__DIRECTIVE__
Convert every line of the records below into a JSON list of strings, one string per line, skipping blank lines and leaving out the pictures.

>> Begin RECORD SET

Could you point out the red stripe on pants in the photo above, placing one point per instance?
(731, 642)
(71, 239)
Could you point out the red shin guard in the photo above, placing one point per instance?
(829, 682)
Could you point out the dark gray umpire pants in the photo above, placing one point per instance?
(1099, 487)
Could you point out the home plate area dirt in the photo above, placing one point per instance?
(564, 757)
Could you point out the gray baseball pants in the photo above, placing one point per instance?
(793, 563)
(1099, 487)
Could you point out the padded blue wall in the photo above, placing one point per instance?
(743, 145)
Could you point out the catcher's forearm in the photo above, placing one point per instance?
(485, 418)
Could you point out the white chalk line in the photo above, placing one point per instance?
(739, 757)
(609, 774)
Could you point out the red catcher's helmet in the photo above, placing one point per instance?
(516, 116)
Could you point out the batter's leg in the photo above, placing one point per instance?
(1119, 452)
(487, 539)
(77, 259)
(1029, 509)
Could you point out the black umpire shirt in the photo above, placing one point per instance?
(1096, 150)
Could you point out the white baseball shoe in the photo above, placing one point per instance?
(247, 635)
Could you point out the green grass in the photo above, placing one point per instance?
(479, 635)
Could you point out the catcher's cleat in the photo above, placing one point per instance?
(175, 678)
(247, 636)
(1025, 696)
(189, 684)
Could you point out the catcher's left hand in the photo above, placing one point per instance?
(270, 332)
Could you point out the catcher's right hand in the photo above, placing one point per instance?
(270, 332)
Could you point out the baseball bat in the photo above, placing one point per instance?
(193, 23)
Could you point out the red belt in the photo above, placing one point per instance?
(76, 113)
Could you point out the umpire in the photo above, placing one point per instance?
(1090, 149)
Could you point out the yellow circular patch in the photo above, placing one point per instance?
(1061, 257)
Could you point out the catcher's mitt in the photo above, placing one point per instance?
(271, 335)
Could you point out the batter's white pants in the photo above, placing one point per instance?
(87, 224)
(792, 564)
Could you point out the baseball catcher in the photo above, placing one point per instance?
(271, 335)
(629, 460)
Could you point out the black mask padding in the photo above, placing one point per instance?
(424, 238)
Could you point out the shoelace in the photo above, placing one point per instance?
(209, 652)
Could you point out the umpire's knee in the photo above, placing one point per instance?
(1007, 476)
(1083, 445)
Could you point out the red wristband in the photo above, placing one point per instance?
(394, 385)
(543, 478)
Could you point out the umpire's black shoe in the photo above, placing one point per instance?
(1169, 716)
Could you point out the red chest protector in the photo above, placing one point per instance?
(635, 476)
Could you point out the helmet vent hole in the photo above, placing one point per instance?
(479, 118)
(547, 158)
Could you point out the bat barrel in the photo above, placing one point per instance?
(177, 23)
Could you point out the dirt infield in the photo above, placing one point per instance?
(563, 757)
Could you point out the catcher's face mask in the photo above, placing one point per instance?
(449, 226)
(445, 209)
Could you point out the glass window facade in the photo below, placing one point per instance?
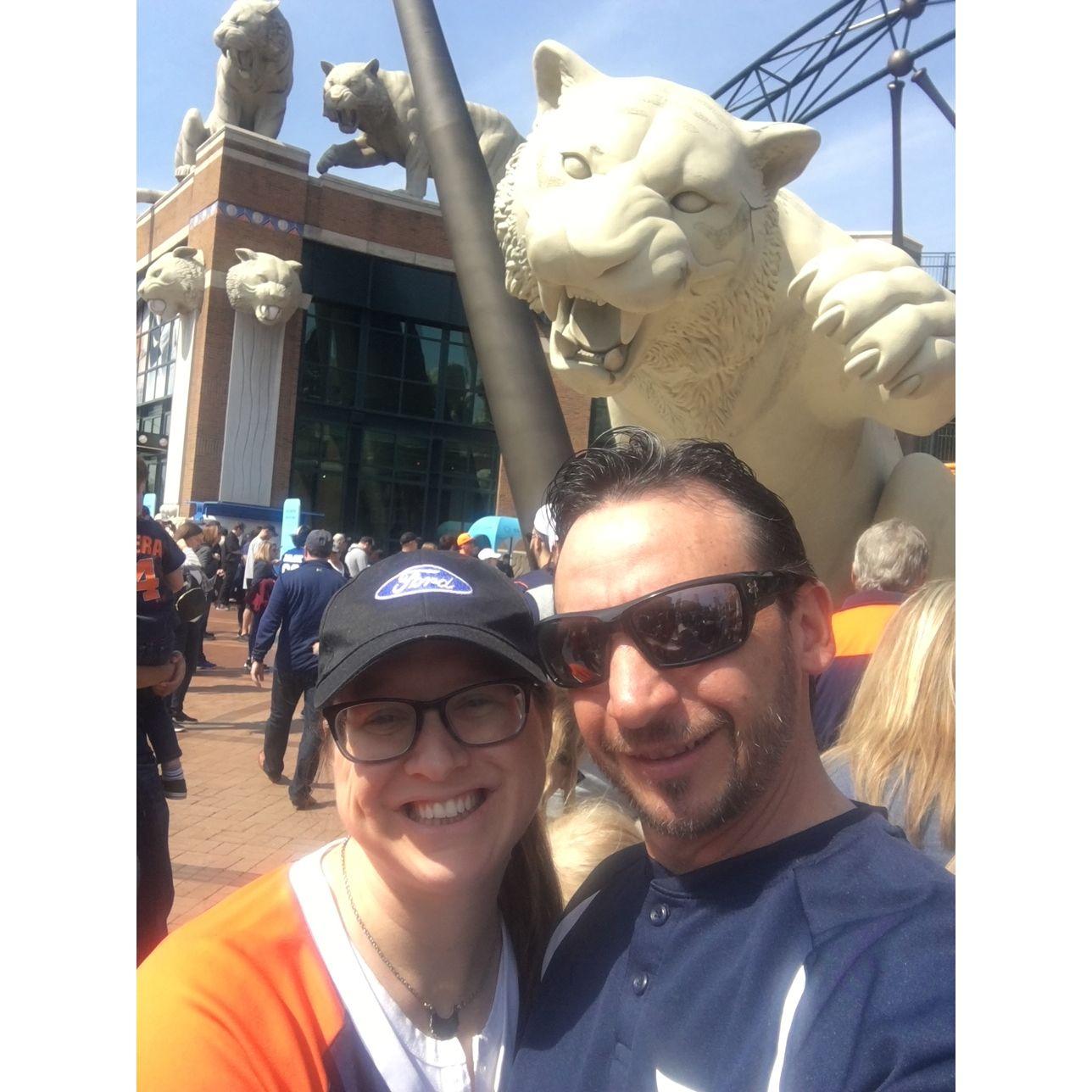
(393, 431)
(156, 352)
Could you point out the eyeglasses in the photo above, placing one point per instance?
(385, 728)
(674, 627)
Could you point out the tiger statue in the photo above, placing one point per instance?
(382, 105)
(254, 78)
(265, 285)
(686, 287)
(174, 283)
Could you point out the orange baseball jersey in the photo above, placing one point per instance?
(265, 990)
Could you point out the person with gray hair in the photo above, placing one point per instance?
(891, 556)
(890, 561)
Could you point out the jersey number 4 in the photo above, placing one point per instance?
(148, 582)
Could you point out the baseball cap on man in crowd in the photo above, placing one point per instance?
(319, 543)
(404, 601)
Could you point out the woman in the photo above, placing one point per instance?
(395, 956)
(898, 745)
(257, 598)
(265, 553)
(337, 557)
(188, 633)
(209, 554)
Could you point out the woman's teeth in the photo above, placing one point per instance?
(446, 811)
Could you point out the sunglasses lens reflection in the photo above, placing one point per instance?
(693, 624)
(575, 650)
(671, 629)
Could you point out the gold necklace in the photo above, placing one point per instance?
(438, 1027)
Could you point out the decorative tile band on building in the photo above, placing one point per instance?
(250, 216)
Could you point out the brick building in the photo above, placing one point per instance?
(382, 423)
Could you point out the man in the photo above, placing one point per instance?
(296, 607)
(891, 560)
(356, 560)
(489, 556)
(538, 583)
(231, 560)
(159, 671)
(292, 558)
(770, 933)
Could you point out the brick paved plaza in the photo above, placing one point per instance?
(235, 825)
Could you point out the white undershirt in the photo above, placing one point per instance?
(408, 1060)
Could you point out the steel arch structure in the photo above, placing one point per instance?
(811, 70)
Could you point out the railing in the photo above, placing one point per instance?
(940, 265)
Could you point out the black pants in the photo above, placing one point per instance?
(287, 688)
(153, 716)
(155, 886)
(188, 642)
(227, 586)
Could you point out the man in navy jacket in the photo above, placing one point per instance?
(296, 606)
(770, 933)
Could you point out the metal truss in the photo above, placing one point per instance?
(808, 72)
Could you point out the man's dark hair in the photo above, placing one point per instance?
(629, 462)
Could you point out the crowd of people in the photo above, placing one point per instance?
(639, 811)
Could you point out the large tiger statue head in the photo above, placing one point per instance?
(265, 285)
(257, 42)
(353, 96)
(640, 217)
(174, 283)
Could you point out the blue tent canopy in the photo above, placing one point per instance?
(497, 529)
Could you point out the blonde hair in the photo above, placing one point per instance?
(566, 746)
(584, 835)
(899, 735)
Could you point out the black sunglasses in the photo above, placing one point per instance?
(380, 730)
(674, 627)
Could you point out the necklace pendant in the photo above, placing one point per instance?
(443, 1027)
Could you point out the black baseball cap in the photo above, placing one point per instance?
(403, 599)
(319, 543)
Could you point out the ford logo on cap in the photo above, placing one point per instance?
(423, 580)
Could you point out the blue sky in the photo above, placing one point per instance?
(698, 42)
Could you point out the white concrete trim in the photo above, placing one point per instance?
(232, 153)
(165, 200)
(250, 417)
(383, 197)
(173, 241)
(179, 409)
(246, 136)
(378, 249)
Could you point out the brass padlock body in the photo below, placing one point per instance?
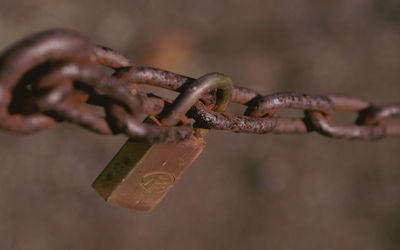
(141, 173)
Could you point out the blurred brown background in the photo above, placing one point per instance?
(245, 191)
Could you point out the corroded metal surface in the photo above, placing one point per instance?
(51, 76)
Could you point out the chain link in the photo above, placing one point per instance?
(51, 76)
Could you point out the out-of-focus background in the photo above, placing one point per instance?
(244, 191)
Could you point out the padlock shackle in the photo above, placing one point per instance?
(195, 91)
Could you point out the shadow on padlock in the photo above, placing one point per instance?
(142, 173)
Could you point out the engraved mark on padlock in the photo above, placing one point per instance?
(157, 182)
(141, 173)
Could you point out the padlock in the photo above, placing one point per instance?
(141, 173)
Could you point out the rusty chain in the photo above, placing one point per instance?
(51, 76)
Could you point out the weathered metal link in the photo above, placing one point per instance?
(51, 77)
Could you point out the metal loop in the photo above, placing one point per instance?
(195, 91)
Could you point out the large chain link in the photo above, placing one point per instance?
(51, 77)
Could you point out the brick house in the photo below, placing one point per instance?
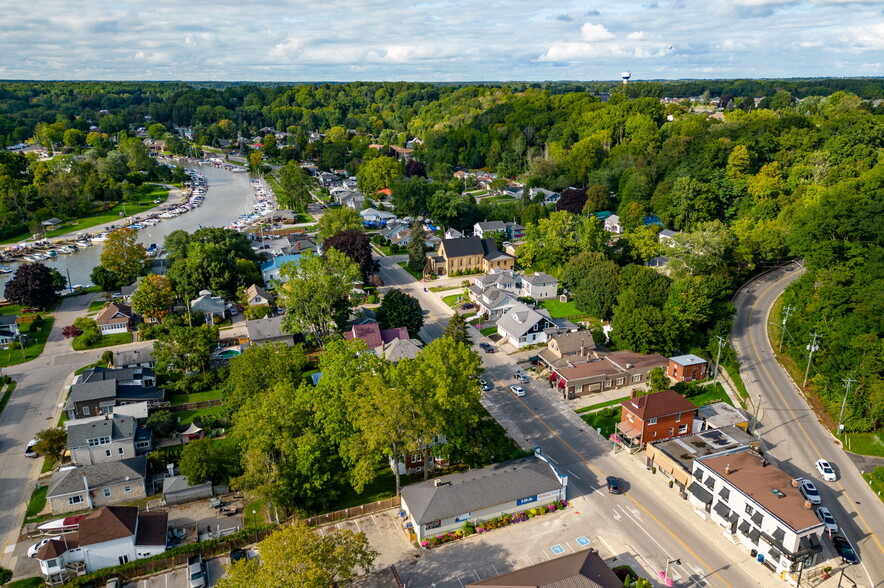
(469, 255)
(655, 417)
(687, 368)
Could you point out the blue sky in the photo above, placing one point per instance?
(445, 40)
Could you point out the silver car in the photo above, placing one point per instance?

>> End RECORD SET

__PROBLEM SOLUTION__
[
  "Could you point out the red stripe on pants in the photo above, placing one point per instance?",
  "(731, 642)",
  "(71, 239)",
  "Could you point out the red shin guard in the photo above, placing one point per instance?",
  "(829, 682)",
  "Could you point out the dark gray umpire pants in the photo above, placing one point per instance?",
  "(1099, 487)",
  "Could you point out the home plate area dirt in the photo above, placing one point per instance?",
  "(564, 757)",
  "Could you point out the gray baseball pants in the photo above, placing one point per instance?",
  "(793, 563)",
  "(1099, 487)",
  "Could you point out the padded blue wall in the photo above, placing one point per instance?",
  "(743, 145)",
  "Could you point out the catcher's forearm in the photo above, placing one point per instance?",
  "(485, 418)",
  "Could you point out the white chalk line in the photo above, placing one point per instance?",
  "(739, 757)",
  "(609, 774)",
  "Could you point out the red catcher's helmet in the photo above, placing one point per instance?",
  "(516, 116)",
  "Could you point out the batter's leg in the photo above, placing one point per instance?",
  "(1119, 452)",
  "(487, 539)",
  "(77, 259)",
  "(1029, 509)",
  "Could you point out the black umpire shirt in the photo above, placing one point per instance?",
  "(1096, 150)",
  "Could you point out the white baseball shoe in the photo above, placing one point per instance?",
  "(247, 635)",
  "Could you point out the green grass in the photo above, placing one point per instance?",
  "(479, 635)",
  "Could you point out the catcher's cleat in the photo above, placing one point per instance?",
  "(175, 678)",
  "(247, 636)",
  "(1025, 696)",
  "(189, 684)",
  "Could you point out the catcher's left hand in the photo above, placing one point per instance?",
  "(270, 332)",
  "Could you point out the catcher's right hand in the photo above, placing one point per instance?",
  "(270, 332)",
  "Could you point out the baseball bat in the photo above, placing one point per instance?",
  "(193, 23)",
  "Could you point out the red belt in the photo above, placing one point per instance?",
  "(76, 113)",
  "Could you point out the umpire in the photo above, placing one point per instance?",
  "(1090, 149)",
  "Could you point out the yellow circular patch in the photo above, placing one point per instance?",
  "(1061, 257)",
  "Could you point out the catcher's mitt in the photo above, placing one point per instance?",
  "(271, 335)",
  "Could you point out the batter's white pants in the photo above, placing one point per instance?",
  "(87, 224)",
  "(792, 564)",
  "Could you point out the baseball catcher in the photo above, placing one point per instance?",
  "(271, 335)",
  "(629, 460)",
  "Could you point out the black mask padding in the photo above, placing one point per instance?",
  "(424, 238)",
  "Could you point out the shoelace in the photo above, placing one point per instance?",
  "(209, 652)",
  "Could you point out the umpire's knee in the photo above, placing one point per instance?",
  "(1007, 476)",
  "(1083, 445)",
  "Could you point out the red wristband in the photo above, placing one point per instance?",
  "(394, 385)",
  "(543, 478)",
  "Could you point out the umpire's black shoe in the photo above, placing one point per instance?",
  "(1169, 716)",
  "Could you point out the red chest protector in the photo above, placing one point per instance?",
  "(635, 476)",
  "Could you point out the helmet vent hole in the photo above, placing one point per instance?",
  "(479, 118)",
  "(547, 158)",
  "Could you point out the bat barrel in the photo above, placing one point per instance?",
  "(177, 23)",
  "Could you point out the dirt infield in the photo above, placing one point per instance?",
  "(563, 757)",
  "Could you point out the catcher's face mask in the photo above, placing one point per instance?",
  "(449, 226)",
  "(445, 209)",
  "Could you point out the glass window facade in the photo below, placing one point per instance?",
  "(393, 431)",
  "(156, 352)",
  "Could you point out the eyeglasses in the photo above, placing one point per instance?",
  "(385, 728)",
  "(674, 627)",
  "Could you point out the tiger statue in the photo above, placing one point per instance?",
  "(382, 105)",
  "(254, 78)",
  "(265, 285)",
  "(686, 287)",
  "(174, 283)",
  "Could you point out the orange baseball jersey in the photo above, placing one point per instance?",
  "(265, 990)",
  "Could you point out the person with gray hair in the photo above, placing one point per instance?",
  "(891, 556)",
  "(890, 561)",
  "Could you point out the jersey number 4 in the photo above, placing one point per instance?",
  "(148, 582)",
  "Could you point out the baseball cap on man in crowd in the photo above, placing one point per instance?",
  "(319, 543)",
  "(404, 601)",
  "Could you point out the woman in the photo above, placing one point per instance?",
  "(395, 956)",
  "(898, 745)",
  "(257, 598)",
  "(265, 553)",
  "(337, 557)",
  "(188, 633)",
  "(209, 554)",
  "Could you point out the woman's teeth in the photo above, placing one point per instance?",
  "(446, 811)",
  "Could you point out the sunglasses lens reflection in the photo above, placing one point per instance?",
  "(693, 624)",
  "(575, 650)",
  "(671, 629)",
  "Could you point out the gold necklace in the photo above, placing one point per instance?",
  "(438, 1027)",
  "Could you point out the decorative tile band on building in the photo above, placing one point per instance?",
  "(250, 216)",
  "Could you point out the brick building in the photo above, placing one point per instance?",
  "(382, 423)",
  "Could you point out the man in the photo above, placing one point per instance?",
  "(296, 607)",
  "(891, 560)",
  "(356, 560)",
  "(489, 556)",
  "(538, 583)",
  "(231, 560)",
  "(159, 671)",
  "(292, 558)",
  "(770, 933)",
  "Could you point out the brick paved plaza in the photo above, placing one point per instance?",
  "(235, 825)",
  "Could you point out the white undershirt in the photo above, placing one point per instance?",
  "(408, 1060)",
  "Could you point out the steel arch structure in the photo above, placing one point per instance?",
  "(811, 70)",
  "Could you point out the railing in the photo above, placing one point per instance?",
  "(940, 265)",
  "Could you point out the black pants in the photo above, placing one point per instance?",
  "(287, 688)",
  "(153, 716)",
  "(155, 886)",
  "(188, 642)",
  "(227, 586)",
  "Could you point out the man in navy jacket in the photo above, placing one point per instance?",
  "(296, 606)",
  "(770, 933)",
  "Could you point out the metal truss in the photo above, placing one point per instance?",
  "(808, 72)",
  "Could you point out the man's dark hair in the photo above, placing one point per instance?",
  "(629, 462)",
  "Could you point out the crowd of people in the photo above, placing one point per instance?",
  "(639, 811)",
  "Could you point out the large tiger statue head in the photo above, placing one point per instance?",
  "(265, 285)",
  "(257, 42)",
  "(353, 96)",
  "(640, 217)",
  "(174, 283)",
  "Could you point out the blue tent canopy in the photo above, placing one point per instance?",
  "(497, 529)",
  "Could you point out the blonde hair in the photo above, placing one point per instance?",
  "(566, 746)",
  "(584, 835)",
  "(899, 735)",
  "Could you point out the black sunglasses in the photo above, placing one point per instance?",
  "(380, 730)",
  "(674, 627)",
  "Could you point out the necklace pendant in the photo above, placing one point per instance?",
  "(443, 1027)",
  "Could you point out the black baseball cap in the photo above, placing one point per instance?",
  "(403, 599)",
  "(319, 543)",
  "Could you point out the ford logo on cap in the photo above, placing one point per instance?",
  "(423, 580)",
  "Could you point out the blue sky in the photo above, placing one point per instance?",
  "(698, 42)",
  "Could you point out the white concrete trim in the photo above, placing one point per instance?",
  "(232, 153)",
  "(165, 200)",
  "(250, 417)",
  "(383, 197)",
  "(173, 241)",
  "(179, 409)",
  "(246, 136)",
  "(378, 249)",
  "Could you point out the brass padlock body in the photo below, placing one point per instance?",
  "(141, 173)",
  "Could you point out the blurred brown background in the photo above, placing one point per instance?",
  "(245, 191)",
  "Could you point out the corroded metal surface in the photo above, placing one point per instance?",
  "(51, 76)",
  "Could you point out the chain link in the photo above, placing one point per instance?",
  "(51, 76)",
  "Could you point out the out-of-focus background in the photo above, placing one point per instance?",
  "(244, 191)",
  "Could you point out the padlock shackle in the photo above, placing one point per instance?",
  "(195, 91)",
  "Could you point out the shadow on padlock in the photo above, placing one point per instance?",
  "(142, 173)",
  "Could you point out the engraved mark on padlock in the photo above, placing one point per instance?",
  "(157, 182)",
  "(141, 173)",
  "Could you point out the padlock in the photo above, placing one point per instance?",
  "(141, 173)",
  "Could you point out the rusty chain in the photo above, placing one point per instance?",
  "(51, 76)",
  "Could you point out the weathered metal link in the photo above, placing one point per instance?",
  "(51, 77)",
  "Could you point out the metal loop in the photo above, placing one point per instance?",
  "(195, 91)",
  "Could you point out the large chain link in the photo above, placing one point per instance?",
  "(51, 77)",
  "Could you point out the brick house in the photo below, placing one point per instance?",
  "(469, 255)",
  "(655, 417)",
  "(687, 368)",
  "Could you point out the blue sky in the photo above, placing one point per instance?",
  "(445, 40)",
  "Could you point out the silver car in the photo above, placing one point per instance?"
]